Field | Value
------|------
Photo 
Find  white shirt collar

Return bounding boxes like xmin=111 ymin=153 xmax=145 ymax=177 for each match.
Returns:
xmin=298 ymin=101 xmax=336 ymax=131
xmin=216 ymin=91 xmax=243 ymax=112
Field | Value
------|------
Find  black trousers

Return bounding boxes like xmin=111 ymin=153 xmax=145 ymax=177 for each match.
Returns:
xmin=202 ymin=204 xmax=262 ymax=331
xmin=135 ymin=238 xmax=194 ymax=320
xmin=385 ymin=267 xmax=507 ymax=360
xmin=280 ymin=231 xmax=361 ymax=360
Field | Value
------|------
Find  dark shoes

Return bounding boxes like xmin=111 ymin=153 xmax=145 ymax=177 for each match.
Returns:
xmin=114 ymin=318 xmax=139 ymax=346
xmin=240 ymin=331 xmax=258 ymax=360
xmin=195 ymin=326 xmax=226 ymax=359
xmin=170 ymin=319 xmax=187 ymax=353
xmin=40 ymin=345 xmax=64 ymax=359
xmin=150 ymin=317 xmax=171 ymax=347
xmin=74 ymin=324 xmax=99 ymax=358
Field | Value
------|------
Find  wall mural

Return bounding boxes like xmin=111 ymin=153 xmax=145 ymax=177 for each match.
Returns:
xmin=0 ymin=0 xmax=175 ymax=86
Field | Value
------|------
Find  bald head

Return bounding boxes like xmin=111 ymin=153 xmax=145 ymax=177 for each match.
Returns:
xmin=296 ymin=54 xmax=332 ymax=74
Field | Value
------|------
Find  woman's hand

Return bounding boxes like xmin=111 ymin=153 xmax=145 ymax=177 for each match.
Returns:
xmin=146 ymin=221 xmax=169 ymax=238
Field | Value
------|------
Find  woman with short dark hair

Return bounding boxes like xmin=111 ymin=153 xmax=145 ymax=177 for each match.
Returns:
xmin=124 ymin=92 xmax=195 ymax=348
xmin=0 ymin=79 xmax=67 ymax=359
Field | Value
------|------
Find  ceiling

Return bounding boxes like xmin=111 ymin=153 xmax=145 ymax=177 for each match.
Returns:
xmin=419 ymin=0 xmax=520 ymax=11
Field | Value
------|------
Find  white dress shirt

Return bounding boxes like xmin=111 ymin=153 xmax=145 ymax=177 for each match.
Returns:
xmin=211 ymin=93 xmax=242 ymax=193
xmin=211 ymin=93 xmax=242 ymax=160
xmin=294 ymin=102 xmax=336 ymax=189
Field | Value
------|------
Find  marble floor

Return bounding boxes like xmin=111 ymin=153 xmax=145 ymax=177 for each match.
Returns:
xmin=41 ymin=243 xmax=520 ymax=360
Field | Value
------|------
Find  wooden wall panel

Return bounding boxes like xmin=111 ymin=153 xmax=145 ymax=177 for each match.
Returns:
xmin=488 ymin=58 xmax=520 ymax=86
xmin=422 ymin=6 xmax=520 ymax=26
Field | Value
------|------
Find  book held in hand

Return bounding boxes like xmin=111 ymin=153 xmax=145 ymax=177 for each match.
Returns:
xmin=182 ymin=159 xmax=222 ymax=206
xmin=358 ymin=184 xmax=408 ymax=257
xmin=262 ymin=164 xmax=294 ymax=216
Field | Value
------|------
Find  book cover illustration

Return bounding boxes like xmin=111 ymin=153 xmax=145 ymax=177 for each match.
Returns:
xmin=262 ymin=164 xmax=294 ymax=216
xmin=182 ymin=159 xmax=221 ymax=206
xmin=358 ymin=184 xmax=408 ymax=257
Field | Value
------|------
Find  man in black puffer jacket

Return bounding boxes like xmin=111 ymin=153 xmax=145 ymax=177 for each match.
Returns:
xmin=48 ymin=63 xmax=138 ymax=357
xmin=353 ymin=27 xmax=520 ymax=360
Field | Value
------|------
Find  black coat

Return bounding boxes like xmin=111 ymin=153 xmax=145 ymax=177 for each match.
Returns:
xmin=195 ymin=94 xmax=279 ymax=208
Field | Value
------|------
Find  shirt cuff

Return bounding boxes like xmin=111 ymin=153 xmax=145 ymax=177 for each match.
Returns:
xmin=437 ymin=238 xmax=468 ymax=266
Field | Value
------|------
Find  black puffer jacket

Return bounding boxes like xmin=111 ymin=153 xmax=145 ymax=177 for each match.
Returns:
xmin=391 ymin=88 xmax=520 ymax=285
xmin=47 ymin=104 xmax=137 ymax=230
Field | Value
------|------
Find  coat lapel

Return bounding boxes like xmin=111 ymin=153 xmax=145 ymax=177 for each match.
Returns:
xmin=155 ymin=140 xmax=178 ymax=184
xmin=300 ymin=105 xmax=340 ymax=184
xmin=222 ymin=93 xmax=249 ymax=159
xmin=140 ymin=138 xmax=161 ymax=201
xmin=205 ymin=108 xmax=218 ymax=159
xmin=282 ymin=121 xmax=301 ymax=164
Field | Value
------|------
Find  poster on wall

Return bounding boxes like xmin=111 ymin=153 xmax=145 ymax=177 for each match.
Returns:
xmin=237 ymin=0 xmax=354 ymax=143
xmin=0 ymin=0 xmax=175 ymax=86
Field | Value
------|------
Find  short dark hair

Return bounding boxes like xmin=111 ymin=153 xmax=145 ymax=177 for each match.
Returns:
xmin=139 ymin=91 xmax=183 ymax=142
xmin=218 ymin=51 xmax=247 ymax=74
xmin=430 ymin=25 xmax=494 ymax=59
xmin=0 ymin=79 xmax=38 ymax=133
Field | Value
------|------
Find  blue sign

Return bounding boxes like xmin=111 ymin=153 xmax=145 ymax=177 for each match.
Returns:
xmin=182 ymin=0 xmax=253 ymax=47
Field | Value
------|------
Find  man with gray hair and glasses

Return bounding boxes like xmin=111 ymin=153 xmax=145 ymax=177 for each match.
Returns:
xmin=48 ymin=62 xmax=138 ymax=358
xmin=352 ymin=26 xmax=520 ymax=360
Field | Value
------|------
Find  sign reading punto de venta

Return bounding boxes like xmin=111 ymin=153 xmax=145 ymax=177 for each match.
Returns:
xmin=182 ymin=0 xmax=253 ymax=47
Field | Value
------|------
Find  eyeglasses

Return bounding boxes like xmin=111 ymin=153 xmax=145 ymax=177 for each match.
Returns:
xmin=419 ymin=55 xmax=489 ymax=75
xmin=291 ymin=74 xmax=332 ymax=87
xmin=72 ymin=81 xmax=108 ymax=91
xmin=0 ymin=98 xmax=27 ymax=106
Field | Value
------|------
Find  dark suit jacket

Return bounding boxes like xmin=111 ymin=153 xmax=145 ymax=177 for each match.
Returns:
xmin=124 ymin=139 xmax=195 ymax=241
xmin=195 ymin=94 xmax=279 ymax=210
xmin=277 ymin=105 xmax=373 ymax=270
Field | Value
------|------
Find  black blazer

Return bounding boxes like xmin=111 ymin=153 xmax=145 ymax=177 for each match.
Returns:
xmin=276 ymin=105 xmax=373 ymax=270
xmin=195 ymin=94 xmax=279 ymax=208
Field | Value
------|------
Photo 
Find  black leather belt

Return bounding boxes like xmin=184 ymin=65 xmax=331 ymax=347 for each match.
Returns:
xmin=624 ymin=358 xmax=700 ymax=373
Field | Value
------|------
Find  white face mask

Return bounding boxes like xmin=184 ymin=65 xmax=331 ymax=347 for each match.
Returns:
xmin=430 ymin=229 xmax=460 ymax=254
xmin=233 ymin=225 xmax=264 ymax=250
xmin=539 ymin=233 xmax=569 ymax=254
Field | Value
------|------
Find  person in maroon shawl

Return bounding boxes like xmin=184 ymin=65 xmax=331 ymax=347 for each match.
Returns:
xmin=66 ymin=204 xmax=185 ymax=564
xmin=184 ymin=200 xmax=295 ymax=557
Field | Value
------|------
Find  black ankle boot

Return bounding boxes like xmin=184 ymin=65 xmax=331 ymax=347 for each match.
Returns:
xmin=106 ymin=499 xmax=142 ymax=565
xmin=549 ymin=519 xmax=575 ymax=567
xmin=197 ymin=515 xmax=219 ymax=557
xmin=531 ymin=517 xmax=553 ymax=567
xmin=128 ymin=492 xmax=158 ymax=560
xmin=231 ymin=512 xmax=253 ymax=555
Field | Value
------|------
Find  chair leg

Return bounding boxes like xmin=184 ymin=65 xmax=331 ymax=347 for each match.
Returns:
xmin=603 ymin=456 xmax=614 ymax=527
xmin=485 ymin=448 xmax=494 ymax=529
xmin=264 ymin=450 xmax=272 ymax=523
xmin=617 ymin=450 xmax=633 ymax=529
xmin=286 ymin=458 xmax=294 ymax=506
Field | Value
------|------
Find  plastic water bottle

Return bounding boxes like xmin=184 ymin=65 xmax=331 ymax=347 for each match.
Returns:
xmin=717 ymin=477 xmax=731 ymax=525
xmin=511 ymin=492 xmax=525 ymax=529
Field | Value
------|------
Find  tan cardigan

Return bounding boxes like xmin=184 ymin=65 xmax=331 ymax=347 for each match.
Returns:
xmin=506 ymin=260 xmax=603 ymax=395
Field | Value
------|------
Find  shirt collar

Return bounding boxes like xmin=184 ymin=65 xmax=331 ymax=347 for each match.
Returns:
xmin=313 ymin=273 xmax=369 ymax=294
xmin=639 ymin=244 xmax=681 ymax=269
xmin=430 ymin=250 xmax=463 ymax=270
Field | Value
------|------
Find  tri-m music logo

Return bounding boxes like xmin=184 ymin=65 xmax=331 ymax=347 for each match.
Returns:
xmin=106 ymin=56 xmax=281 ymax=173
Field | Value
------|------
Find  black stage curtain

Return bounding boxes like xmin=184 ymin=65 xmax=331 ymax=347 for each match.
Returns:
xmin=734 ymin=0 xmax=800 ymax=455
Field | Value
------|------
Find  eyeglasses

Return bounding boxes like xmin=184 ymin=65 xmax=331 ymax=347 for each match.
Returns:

§

* What you should do *
Rename "bounding boxes" to "box coordinates" in the listing, from its first line up to and including the line that contains "xmin=296 ymin=54 xmax=332 ymax=74", and reproduce those lines with every other character unchanged.

* Full answer *
Field | Value
------|------
Photo 
Find  white shirt collar

Return box coordinates like xmin=111 ymin=153 xmax=145 ymax=177 for each match.
Returns:
xmin=298 ymin=101 xmax=336 ymax=131
xmin=216 ymin=91 xmax=243 ymax=112
Field | Value
------|------
Find  black trousers

Return box coordinates like xmin=111 ymin=153 xmax=145 ymax=177 for each match.
Returns:
xmin=202 ymin=204 xmax=262 ymax=331
xmin=135 ymin=238 xmax=194 ymax=320
xmin=385 ymin=267 xmax=507 ymax=360
xmin=280 ymin=231 xmax=361 ymax=360
Field | Value
------|------
Find  dark shoes

Return box coordinates like xmin=111 ymin=153 xmax=145 ymax=177 for each match.
Returns:
xmin=114 ymin=318 xmax=139 ymax=346
xmin=240 ymin=331 xmax=258 ymax=360
xmin=195 ymin=326 xmax=226 ymax=359
xmin=170 ymin=319 xmax=187 ymax=353
xmin=40 ymin=345 xmax=64 ymax=359
xmin=150 ymin=317 xmax=171 ymax=347
xmin=74 ymin=324 xmax=99 ymax=358
Field | Value
------|------
Find  wall mural

Return box coordinates like xmin=111 ymin=153 xmax=145 ymax=177 for each match.
Returns:
xmin=0 ymin=0 xmax=175 ymax=86
Field | Value
------|------
Find  bald head

Return box coordinates like xmin=111 ymin=153 xmax=145 ymax=177 for each match.
Returns:
xmin=296 ymin=54 xmax=332 ymax=74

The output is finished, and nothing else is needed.